Cuando la escuela es un privilegio

Foto: Stéphane Lavoie

JAVIERA ARAYA

Cristina (nombre ficticio) tiene 8 años y vive en Montreal. Hoy está muy contenta porque, a pesar de que ya son dos años desde que cumplió la edad mínima para entrar al primer año de la primaria, va a ir a la escuela. “¿Estás segura de que quieres empezar la escuela? Van a haber tareas y vas a tener que levantarte temprano todas las mañanas”, le pregunto con curiosidad porque ella es quizás la niña más feliz que he visto en su primer día de clases. “¡Sí!”, me contesta apurando el paso para que lleguemos pronto a la escuela. Cuando llegamos, Cristina se va contenta de la mano de la educadora que viene a buscarla para llevarla a la sala de clases, luego de hablarle un poco en francés para verificar, supongo, que podía comunicarse con ella. Junto con la mamá de Cristina, yo me quedo en la oficina de la recepción de la escuela para resolver la inscripción de Cristina.

REGISTROS PROPORCIONADOS
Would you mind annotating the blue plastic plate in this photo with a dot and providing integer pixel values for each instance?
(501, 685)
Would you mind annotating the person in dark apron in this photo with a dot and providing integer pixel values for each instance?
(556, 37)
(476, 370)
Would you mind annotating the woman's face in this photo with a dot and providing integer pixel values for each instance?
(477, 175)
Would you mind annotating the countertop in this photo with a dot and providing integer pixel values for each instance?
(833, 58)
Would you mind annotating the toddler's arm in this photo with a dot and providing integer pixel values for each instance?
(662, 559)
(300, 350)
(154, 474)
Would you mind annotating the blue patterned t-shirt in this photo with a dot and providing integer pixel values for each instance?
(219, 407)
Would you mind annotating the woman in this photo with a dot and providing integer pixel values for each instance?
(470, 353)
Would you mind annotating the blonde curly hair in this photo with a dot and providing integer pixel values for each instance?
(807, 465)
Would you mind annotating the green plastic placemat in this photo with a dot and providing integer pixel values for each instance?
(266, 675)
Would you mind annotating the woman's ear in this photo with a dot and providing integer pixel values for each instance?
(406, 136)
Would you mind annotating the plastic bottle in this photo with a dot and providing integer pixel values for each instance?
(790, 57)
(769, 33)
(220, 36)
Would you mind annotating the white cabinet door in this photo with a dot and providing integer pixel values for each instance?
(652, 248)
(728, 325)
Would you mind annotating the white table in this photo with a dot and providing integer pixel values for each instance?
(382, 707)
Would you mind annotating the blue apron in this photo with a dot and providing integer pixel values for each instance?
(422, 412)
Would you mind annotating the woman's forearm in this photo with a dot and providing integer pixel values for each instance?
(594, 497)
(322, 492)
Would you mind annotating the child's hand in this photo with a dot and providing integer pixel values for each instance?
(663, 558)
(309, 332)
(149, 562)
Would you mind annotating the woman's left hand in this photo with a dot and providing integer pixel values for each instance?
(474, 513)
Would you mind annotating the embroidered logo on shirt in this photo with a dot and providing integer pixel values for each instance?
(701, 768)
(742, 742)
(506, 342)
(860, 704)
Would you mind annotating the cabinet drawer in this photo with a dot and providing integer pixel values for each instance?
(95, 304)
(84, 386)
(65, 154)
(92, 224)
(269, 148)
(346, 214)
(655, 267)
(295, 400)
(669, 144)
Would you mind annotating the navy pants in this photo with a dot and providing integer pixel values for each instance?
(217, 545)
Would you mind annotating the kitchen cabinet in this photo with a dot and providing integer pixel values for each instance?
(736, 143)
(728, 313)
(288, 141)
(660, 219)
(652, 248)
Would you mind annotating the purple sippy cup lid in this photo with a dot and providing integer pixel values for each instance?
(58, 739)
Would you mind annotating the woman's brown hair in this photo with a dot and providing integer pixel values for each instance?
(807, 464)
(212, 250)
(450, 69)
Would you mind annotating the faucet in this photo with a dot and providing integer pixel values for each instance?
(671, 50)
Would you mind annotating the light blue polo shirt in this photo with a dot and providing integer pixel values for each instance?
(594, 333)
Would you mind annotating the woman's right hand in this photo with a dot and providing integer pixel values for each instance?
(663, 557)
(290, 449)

REQUISITOS DE LA TAREA
Según el fragmento sobre el primer día de escuela de Cristina, ¿qué edad tiene ella y en qué ciudad vive? Los registros constituyen un material independiente del fragmento.

RESULTADO COMPLETO
Tiene 8 años y vive en Montreal.